Dataset entries
+---+

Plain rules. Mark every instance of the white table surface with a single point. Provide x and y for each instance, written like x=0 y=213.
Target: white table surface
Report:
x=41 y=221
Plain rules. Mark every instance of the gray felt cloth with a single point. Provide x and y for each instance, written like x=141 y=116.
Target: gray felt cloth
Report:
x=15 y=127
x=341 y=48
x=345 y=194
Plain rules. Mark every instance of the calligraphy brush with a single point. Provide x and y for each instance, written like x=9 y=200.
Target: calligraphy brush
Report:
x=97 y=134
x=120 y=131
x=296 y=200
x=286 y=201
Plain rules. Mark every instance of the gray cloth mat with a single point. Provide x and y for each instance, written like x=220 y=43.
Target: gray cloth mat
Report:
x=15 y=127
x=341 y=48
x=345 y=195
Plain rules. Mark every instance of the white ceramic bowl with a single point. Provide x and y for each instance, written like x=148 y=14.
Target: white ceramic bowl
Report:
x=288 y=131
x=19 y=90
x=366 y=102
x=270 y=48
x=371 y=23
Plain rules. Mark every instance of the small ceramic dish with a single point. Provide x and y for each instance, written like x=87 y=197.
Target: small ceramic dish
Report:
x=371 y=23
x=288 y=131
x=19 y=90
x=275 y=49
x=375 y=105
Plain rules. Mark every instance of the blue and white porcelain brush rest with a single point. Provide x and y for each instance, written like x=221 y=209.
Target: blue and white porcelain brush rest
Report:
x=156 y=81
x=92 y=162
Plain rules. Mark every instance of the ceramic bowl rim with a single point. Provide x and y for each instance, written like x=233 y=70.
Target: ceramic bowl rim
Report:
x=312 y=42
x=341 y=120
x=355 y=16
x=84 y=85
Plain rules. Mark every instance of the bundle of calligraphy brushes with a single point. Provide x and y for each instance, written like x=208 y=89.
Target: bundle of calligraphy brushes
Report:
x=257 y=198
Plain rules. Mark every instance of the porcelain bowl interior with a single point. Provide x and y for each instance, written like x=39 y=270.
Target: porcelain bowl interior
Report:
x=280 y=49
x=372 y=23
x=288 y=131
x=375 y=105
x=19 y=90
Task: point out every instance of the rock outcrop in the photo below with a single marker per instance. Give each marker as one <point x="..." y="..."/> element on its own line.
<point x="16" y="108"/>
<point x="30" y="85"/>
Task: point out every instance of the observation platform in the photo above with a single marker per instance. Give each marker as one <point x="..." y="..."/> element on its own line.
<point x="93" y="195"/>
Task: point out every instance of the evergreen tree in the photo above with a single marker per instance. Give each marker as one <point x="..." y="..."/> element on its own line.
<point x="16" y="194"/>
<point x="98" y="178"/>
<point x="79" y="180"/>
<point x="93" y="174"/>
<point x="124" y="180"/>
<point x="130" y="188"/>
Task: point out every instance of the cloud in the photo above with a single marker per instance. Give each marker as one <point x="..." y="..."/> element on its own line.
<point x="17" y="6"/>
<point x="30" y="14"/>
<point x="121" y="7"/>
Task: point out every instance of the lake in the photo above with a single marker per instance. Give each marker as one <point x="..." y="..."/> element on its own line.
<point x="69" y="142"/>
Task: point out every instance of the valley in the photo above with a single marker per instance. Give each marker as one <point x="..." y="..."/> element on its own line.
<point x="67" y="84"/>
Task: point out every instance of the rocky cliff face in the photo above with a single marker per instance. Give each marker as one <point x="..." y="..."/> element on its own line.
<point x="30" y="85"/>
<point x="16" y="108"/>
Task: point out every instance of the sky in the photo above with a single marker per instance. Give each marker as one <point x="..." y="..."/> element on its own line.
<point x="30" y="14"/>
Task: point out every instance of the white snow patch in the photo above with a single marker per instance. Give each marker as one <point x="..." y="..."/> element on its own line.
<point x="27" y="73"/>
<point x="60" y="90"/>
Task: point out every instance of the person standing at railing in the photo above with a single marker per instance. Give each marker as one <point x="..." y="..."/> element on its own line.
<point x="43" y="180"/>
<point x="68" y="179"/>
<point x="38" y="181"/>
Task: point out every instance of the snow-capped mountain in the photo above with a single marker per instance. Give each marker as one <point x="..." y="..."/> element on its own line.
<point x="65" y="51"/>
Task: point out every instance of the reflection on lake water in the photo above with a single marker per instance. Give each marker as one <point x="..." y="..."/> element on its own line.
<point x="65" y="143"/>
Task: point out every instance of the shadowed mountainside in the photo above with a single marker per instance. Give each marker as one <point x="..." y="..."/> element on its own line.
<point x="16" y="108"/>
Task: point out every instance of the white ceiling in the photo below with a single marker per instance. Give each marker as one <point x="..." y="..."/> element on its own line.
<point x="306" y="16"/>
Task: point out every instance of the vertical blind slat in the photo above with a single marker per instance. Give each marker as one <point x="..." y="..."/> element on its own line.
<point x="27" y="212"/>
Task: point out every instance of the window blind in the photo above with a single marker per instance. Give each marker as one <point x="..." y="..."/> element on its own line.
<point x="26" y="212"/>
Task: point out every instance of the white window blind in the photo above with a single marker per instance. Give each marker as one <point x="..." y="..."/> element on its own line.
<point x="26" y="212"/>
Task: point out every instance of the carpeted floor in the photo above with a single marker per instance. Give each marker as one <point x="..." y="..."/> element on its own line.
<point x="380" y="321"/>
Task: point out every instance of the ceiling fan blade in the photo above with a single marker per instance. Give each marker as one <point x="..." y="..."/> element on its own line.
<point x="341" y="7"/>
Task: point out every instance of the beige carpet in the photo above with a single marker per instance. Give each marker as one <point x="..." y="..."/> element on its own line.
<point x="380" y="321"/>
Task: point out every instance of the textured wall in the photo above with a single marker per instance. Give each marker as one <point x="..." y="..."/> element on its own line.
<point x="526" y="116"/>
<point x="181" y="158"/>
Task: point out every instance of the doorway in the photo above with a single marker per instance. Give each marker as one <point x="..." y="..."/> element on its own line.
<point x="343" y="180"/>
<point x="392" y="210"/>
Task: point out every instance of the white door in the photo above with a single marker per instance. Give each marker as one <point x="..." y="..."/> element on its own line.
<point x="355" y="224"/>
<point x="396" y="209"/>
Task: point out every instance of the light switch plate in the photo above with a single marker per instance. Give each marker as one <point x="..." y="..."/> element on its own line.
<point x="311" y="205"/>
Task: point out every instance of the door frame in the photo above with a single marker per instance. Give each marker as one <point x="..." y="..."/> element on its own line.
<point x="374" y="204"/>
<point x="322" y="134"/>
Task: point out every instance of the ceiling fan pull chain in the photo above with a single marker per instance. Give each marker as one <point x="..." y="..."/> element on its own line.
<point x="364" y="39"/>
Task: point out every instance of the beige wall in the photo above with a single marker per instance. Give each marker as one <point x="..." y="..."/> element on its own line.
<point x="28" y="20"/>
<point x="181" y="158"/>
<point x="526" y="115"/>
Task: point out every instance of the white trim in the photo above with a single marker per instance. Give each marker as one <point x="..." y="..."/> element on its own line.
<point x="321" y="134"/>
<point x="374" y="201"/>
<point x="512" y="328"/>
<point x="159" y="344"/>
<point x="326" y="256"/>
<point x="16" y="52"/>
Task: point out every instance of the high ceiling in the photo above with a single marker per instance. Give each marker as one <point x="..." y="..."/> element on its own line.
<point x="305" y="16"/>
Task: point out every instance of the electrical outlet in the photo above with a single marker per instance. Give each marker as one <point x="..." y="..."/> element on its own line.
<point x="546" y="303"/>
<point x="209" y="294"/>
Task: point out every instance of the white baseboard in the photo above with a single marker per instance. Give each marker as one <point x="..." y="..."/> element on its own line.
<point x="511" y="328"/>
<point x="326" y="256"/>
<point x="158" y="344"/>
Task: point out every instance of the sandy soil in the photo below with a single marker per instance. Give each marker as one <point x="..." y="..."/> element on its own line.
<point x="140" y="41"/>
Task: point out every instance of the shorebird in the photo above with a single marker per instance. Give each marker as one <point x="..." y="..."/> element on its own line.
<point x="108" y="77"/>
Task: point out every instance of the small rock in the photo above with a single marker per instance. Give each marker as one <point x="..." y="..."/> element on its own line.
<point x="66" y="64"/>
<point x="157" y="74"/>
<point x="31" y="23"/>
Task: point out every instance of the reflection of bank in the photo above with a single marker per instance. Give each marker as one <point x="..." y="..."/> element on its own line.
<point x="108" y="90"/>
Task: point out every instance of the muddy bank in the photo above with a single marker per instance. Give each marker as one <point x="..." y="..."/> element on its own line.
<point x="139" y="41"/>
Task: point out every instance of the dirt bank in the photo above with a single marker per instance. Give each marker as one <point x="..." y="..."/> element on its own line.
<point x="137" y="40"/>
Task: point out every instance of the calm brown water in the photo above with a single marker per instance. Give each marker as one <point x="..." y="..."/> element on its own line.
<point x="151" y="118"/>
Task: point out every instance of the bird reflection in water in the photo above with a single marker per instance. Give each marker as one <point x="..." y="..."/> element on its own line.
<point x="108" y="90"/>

+---+

** What you have to do **
Starting with the first line of the dataset entries and going on through the line with "x=257 y=198", please write those lines out again, swapping "Report" for "Output" and leaving everything else untouched.

** Task solution **
Plain rules. Mark every instance of the white table surface with a single point. Provide x and y for each instance, written like x=0 y=213.
Target: white table surface
Output:
x=41 y=221
Plain rules. Mark every instance of the gray felt cloth with a single point. Provide x and y for each instance, written like x=141 y=116.
Target: gray felt cloth
Output:
x=15 y=127
x=341 y=48
x=345 y=194
Plain rules. Mark every instance of the calligraphy brush with a single point. Provide x and y for each instance, written like x=9 y=200.
Target: calligraphy brush
Output:
x=97 y=134
x=120 y=131
x=296 y=200
x=286 y=201
Plain rules. Mark every instance of the gray cloth mat with a single point. Provide x and y for each instance, written like x=220 y=43.
Target: gray cloth mat
Output:
x=15 y=127
x=341 y=48
x=345 y=195
Plain rules. Mark every instance of the white ceramic bowl with a single point. Provide x and y for each instance, written like x=148 y=14.
Target: white ceramic bowl
Output:
x=288 y=131
x=19 y=90
x=366 y=102
x=270 y=48
x=371 y=23
Plain rules. Mark every instance of the small ceramic dish with a single point. Provide x and y for each instance, written like x=87 y=197.
Target: small ceramic dish
Output:
x=371 y=23
x=288 y=131
x=19 y=90
x=275 y=49
x=375 y=105
Plain rules. Mark every instance of the blue and white porcelain brush rest with a single point. Provide x and y for each instance, written like x=221 y=209.
Target: blue and white porcelain brush rest
Output:
x=156 y=81
x=92 y=162
Plain rules. Mark every instance of the ceramic bowl rim with a single point. Provide x and y for each instance, written like x=233 y=70.
Target: ceramic bowl rim
Output:
x=312 y=42
x=341 y=120
x=355 y=16
x=84 y=85
Plain rules. Mark every instance of the bundle of calligraphy brushes with a single point. Provide x and y for each instance, written like x=208 y=89.
Target: bundle of calligraphy brushes
Output:
x=257 y=198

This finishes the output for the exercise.